Turn the paragraph that begins "The layer definition in Caffe might look complex" in the Caffe-to-Keras post below into a short bulleted list that keeps its main facts.

■ **Extracted text**
# # # # #

4

I'm trying to take weights from a very simple Caffe model and interpret it to fully functional Keras model.

This is the original definition of model in Caffe, let's call it simple.prototxt:

input: "im_data"
input_shape {
  dim: 1
  dim: 3
  dim: 1280
  dim: 1280
}
layer {
  name: "conv1"
  type: "Convolution"
  bottom: "im_data"
  top: "conv1"
  param {
    lr_mult: 1
    decay_mult: 1
  }
  param {
    lr_mult: 2
    decay_mult: 0
  }
  convolution_param {
    num_output: 96
    kernel_size: 11
    pad: 5
    stride: 4
  }
}
layer {
  name: "relu1"
  type: "ReLU"
  bottom: "conv1"
  top: "conv1"
}
layer {
  name: "pool1"
  type: "Pooling"
  bottom: "conv1"
  top: "pool1"
  pooling_param {
    pool: MAX
    kernel_size: 3
    pad: 0
    stride: 2
  }
}
layer {
  name: "norm1"
  type: "LRN"
  bottom: "pool1"
  top: "norm1"
  lrn_param {
    local_size: 5
    alpha: 0.0001
    beta: 0.75
  }
}
layer {
  name: "conv2"
  type: "Convolution"
  bottom: "norm1"
  top: "conv2"
  param {
    lr_mult: 1
    decay_mult: 1
  }
  param {
    lr_mult: 2
    decay_mult: 0
  }
  convolution_param {
    num_output: 256
    kernel_size: 5
    pad: 2
    group: 2
  }
}
layer {
  name: "relu2"
  type: "ReLU"
  bottom: "conv2"
  top: "conv2"
}

The layer definition in Caffe might look complex, but it just takes an image of dimensions 1280x1280x3 passes it to convolutional layer, then max pools it and passes it to the final convolutional layer.

Here is its implementation in Keras which is much more simple:

from keras.models import Model
from keras.layers import Input, BatchNormalization, 
from keras.activations import relu, softmax

im_data = Input(shape=(1280, 1280, 3),
                   dtype='float32',
                   name='im_data')
conv1 = Conv2D(filters=96,
               kernel_size=11,
               strides=(4, 4),
               activation=relu,
               padding='same',
               name='conv1')(im_data)

pooling1 = MaxPooling2D(pool_size=(3, 3),
                        strides=(2, 2),
                        padding='same',
                        name='pooling1')(conv1)

# # # # #

■ **Dataset entries**
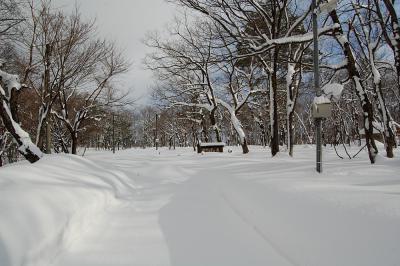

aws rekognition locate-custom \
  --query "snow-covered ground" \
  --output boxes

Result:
[0,146,400,266]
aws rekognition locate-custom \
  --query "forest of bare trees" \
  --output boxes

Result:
[0,0,400,164]
[146,0,400,163]
[0,0,132,163]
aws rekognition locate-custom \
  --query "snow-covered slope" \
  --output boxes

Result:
[0,155,133,266]
[0,146,400,266]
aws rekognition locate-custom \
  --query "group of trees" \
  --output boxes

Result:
[146,0,400,163]
[0,0,132,165]
[0,0,400,164]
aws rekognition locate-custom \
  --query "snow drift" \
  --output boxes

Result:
[0,155,133,266]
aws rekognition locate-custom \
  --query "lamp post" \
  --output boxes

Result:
[155,114,158,150]
[112,113,115,153]
[312,0,322,173]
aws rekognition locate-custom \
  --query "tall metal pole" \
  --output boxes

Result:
[312,0,322,173]
[113,114,115,153]
[155,114,158,150]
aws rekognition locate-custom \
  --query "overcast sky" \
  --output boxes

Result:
[53,0,176,106]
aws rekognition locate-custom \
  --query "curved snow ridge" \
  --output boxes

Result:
[0,155,135,266]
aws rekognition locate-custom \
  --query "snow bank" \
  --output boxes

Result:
[0,155,134,266]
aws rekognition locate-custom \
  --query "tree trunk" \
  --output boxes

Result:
[71,132,78,155]
[241,138,250,154]
[329,10,378,164]
[270,57,279,156]
[0,93,41,163]
[210,108,222,142]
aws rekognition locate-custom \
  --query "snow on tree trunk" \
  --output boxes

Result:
[269,59,279,156]
[210,106,222,142]
[0,70,43,163]
[286,63,295,156]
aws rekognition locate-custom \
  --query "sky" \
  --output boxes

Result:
[53,0,176,105]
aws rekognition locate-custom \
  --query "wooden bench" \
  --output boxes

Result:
[197,142,225,153]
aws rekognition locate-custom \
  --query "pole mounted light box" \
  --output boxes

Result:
[312,95,332,118]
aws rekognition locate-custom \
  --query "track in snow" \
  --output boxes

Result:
[55,149,400,266]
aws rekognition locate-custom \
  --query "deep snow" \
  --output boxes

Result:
[0,146,400,266]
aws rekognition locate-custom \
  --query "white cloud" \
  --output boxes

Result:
[53,0,175,103]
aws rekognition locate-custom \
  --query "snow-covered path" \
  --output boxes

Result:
[51,149,400,266]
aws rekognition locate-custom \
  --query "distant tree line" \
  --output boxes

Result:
[146,0,400,163]
[0,0,132,165]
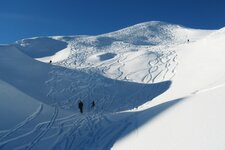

# # # # #

■ **Solution below**
- The Caffe layer definition may look complex but does something simple.
- It takes an image of dimensions 1280x1280x3.
- It passes the image to a convolutional layer.
- It then max pools the result.
- Finally, it passes that to the final convolutional layer.